Passage to read:
Dr. Ally Hextall (Jennifer Ehle) together with her lab partner discover the viruses’ genetic structure. The worlds’ descension into madness slowly but steadily begins. Much like the virus, in the respiratory system, the mass panic sets in the world like “a key slipping into a lock”. The movie makes you doubt everyone so it is unclear if she only wants a shot at the Nobel prize or is a genuine selfless person. The ending scene was an ill constructed one biologically speaking.

Dr. Leonora Orantes (Marion Cotillard) goes to Hong-Kong to track down and retrace patient zeros’ steps. On Truth Serum Now, Alan Krumwiede (Jude Law), a San Francisco know-at-all blogger sustains that there is a cure for the virus. The wannabe muckraker wisecracker has a self made suit to protect himself as he prances, in the middle of the street, through the field of garbage, like an astronaut amongst the moon craters to promote his blog by putting flyers on car windshields with disdain towards the CDC smeared all over. Jude Laws’ interpretation made it possible for me to hate him as well as find him interesting.

Activity 1:
Based on the movie review, decide whether each statement agrees with it. Answer yes or no and quote the words that settle it. (a) Dr. Ally Hextall and her lab partner discover the virus's genetic structure. (b) Dr. Leonora Orantes travels to San Francisco to retrace patient zero's steps. (c) The reviewer found Jude Law's character hateful and nothing more.
Activity 2:
In the movie review, what does Alan Krumwiede put on car windshields to promote his blog?
Activity 3:
List every actor the movie review names.

Stored data entries:
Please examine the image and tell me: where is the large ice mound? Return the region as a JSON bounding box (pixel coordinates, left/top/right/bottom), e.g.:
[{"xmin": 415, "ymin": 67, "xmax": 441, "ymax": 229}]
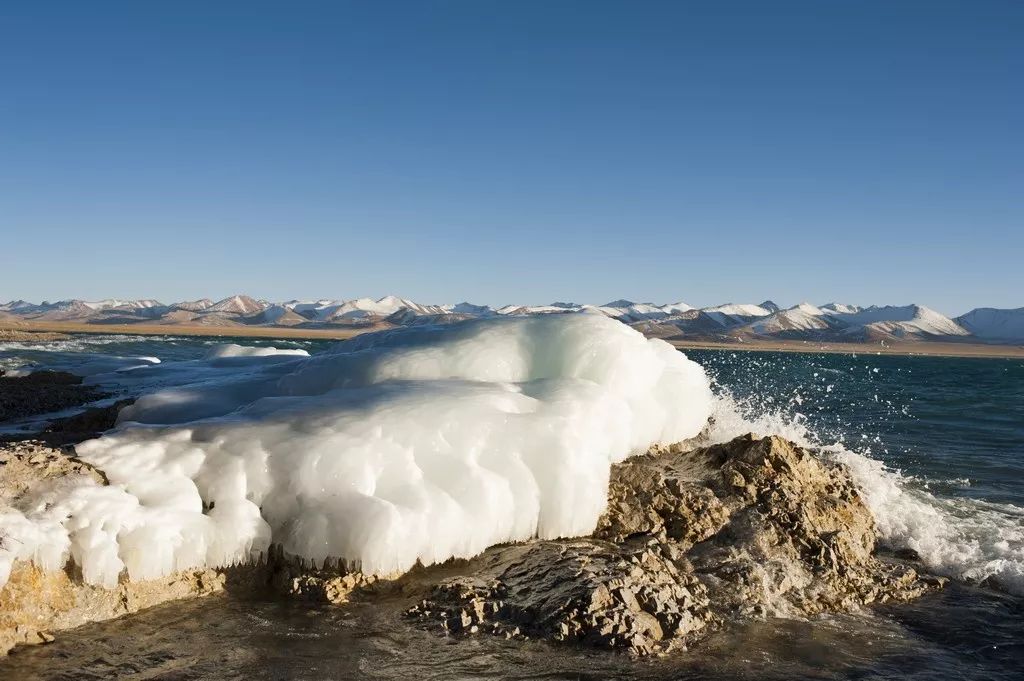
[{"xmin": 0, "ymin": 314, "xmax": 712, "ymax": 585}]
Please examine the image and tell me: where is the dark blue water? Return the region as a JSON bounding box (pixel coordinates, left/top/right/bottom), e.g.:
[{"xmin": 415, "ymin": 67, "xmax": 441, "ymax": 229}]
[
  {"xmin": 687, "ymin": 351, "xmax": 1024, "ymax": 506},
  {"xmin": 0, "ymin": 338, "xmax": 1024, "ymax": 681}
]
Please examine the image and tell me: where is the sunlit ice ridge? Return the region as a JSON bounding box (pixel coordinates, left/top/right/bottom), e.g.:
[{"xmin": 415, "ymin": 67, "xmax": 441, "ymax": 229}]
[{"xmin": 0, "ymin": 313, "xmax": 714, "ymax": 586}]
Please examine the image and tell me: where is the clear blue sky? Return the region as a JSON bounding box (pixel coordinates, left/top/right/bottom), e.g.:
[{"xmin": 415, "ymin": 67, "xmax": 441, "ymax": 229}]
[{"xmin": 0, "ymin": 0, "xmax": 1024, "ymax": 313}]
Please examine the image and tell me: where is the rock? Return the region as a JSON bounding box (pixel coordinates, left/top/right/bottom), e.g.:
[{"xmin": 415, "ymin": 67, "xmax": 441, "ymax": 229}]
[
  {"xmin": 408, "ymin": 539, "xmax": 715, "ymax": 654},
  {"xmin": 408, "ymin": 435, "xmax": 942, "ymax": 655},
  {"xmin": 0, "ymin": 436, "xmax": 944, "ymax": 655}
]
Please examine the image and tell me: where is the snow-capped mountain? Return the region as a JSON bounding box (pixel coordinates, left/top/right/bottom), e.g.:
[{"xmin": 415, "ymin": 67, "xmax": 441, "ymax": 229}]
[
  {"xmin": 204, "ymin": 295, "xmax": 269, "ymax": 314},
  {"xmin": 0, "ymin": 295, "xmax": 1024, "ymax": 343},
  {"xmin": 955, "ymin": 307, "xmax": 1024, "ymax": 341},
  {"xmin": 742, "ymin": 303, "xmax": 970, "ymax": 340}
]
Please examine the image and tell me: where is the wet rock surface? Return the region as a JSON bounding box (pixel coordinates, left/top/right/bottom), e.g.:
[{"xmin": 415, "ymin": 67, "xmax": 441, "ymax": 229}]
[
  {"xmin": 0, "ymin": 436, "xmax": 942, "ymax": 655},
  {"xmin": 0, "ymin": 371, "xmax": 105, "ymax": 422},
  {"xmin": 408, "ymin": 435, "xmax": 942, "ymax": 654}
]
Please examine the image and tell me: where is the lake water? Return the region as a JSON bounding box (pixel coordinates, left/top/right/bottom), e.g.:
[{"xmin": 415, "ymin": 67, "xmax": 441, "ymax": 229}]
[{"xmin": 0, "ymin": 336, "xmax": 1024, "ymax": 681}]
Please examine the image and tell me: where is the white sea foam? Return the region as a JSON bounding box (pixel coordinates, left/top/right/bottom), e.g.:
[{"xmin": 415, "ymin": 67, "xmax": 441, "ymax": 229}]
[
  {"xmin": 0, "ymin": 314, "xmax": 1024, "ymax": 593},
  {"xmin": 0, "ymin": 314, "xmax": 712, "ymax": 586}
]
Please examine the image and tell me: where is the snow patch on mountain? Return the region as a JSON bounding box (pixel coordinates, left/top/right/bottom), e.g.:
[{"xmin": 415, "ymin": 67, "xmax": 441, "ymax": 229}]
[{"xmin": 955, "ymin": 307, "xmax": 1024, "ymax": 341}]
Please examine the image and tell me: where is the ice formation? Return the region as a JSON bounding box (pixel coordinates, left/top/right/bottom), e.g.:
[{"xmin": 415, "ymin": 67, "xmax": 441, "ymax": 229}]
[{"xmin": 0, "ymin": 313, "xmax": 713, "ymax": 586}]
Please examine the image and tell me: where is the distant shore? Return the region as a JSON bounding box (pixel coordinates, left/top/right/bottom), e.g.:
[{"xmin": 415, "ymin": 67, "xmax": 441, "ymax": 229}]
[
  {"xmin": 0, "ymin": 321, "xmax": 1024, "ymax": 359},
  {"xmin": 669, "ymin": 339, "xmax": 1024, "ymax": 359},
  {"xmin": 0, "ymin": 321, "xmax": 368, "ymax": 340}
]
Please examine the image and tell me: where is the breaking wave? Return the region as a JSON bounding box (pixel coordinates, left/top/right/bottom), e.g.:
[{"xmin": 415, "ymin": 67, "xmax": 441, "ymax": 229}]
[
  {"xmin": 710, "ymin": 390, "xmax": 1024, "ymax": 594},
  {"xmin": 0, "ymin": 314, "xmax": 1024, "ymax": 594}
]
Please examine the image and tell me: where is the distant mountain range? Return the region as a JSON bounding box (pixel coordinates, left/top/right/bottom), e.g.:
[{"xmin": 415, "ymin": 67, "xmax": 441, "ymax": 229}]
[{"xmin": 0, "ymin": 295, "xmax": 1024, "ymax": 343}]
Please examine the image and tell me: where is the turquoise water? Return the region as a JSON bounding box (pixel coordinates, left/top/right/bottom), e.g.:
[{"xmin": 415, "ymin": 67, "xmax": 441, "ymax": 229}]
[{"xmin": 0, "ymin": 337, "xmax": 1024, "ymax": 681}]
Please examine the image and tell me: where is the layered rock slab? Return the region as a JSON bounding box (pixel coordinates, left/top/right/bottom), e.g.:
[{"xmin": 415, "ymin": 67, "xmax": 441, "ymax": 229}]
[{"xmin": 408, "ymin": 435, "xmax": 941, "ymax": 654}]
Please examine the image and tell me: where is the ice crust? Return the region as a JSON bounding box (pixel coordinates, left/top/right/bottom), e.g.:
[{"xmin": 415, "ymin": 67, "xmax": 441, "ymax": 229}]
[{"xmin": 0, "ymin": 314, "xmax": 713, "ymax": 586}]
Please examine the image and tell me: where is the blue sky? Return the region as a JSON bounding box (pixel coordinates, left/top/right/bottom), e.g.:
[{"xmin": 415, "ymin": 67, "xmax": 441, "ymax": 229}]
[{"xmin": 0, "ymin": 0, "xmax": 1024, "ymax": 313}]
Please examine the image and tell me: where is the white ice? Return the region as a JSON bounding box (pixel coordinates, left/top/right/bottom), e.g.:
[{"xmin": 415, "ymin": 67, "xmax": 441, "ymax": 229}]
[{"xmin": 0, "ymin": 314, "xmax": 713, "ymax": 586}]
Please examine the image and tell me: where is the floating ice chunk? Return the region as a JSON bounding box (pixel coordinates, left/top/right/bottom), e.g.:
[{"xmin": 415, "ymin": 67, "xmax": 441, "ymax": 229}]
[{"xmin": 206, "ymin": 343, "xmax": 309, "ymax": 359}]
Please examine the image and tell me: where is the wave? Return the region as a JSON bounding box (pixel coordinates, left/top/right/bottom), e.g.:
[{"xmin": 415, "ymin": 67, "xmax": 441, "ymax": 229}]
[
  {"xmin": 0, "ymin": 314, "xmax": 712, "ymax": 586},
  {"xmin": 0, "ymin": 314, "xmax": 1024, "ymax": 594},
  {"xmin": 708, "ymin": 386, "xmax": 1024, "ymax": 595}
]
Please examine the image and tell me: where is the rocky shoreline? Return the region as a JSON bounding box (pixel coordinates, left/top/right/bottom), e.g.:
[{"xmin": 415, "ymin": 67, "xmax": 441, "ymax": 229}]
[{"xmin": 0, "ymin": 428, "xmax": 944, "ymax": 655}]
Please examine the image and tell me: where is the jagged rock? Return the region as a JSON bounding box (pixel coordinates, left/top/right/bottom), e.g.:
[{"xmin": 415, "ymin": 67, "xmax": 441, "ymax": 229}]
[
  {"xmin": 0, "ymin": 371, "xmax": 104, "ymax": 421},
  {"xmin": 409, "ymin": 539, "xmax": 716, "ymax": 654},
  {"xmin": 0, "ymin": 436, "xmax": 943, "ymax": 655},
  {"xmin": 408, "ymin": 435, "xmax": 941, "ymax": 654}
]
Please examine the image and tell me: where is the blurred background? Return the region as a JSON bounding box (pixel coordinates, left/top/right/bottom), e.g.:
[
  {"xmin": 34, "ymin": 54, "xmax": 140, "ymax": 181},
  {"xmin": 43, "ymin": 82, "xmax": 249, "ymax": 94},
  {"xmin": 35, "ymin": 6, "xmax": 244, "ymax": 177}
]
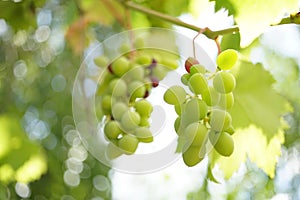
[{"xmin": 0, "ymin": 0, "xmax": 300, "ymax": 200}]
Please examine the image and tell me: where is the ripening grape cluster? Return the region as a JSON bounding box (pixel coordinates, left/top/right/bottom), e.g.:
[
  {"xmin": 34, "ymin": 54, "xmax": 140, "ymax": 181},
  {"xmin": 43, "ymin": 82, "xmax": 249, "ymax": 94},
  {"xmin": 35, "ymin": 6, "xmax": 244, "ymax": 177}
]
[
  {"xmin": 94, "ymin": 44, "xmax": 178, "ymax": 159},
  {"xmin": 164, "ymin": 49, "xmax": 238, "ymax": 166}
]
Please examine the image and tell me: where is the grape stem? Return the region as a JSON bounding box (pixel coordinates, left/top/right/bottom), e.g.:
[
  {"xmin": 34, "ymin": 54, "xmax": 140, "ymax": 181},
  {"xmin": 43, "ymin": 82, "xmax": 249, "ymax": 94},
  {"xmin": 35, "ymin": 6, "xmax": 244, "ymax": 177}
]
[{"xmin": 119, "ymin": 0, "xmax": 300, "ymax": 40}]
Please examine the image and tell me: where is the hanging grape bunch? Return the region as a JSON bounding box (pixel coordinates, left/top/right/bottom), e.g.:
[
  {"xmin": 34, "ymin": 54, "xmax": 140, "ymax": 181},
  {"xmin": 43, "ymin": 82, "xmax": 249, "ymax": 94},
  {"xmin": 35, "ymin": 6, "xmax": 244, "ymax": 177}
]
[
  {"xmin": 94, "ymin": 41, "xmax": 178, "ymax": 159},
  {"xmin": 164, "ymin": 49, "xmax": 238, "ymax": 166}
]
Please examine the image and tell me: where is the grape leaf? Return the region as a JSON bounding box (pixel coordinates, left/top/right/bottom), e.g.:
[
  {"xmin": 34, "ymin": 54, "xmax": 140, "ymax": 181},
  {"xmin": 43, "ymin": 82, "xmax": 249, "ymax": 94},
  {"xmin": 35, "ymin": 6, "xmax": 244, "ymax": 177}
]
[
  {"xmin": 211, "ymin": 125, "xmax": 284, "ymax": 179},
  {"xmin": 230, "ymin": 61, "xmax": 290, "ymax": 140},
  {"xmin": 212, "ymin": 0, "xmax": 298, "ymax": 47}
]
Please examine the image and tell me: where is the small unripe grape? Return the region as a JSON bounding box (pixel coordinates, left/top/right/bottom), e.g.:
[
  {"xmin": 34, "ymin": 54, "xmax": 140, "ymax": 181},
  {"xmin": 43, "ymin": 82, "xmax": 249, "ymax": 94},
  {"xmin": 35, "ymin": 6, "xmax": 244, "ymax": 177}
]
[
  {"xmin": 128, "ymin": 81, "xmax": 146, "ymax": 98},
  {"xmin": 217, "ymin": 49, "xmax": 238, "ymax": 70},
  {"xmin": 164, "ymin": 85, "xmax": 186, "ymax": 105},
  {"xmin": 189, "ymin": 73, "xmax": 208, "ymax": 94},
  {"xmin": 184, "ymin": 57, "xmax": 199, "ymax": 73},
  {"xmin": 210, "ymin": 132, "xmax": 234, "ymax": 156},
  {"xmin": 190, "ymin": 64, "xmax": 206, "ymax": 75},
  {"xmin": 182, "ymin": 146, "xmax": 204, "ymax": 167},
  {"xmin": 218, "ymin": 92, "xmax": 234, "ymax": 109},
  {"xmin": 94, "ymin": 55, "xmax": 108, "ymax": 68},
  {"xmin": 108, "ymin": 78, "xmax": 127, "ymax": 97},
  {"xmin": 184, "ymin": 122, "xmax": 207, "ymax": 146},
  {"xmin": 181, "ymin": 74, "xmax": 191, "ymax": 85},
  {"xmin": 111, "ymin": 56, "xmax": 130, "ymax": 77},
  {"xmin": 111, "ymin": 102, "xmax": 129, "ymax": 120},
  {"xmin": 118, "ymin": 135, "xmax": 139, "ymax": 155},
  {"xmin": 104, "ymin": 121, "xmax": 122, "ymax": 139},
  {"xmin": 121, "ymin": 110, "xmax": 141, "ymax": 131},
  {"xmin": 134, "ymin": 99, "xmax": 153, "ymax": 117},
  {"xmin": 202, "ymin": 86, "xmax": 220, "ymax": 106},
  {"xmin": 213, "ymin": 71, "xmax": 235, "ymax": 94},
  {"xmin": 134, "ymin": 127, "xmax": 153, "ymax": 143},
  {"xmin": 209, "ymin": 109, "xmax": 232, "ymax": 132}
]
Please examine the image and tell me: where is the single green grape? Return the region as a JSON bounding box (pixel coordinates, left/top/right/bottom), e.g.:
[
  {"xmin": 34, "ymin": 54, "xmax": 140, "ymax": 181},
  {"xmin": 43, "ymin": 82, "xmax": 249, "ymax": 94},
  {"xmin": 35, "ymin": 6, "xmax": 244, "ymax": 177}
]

Exercise response 1:
(a) Yes: "Dr. Ally Hextall (Jennifer Ehle) together with her lab partner discover the viruses’ genetic structure."
(b) No: "Dr. Leonora Orantes (Marion Cotillard) goes to Hong-Kong to track down and retrace patient zeros’ steps."
(c) No: "Jude Laws’ interpretation made it possible for me to hate him as well as find him interesting."

Exercise response 2:
Flyers

Exercise response 3:
Jennifer Ehle, Marion Cotillard, Jude Law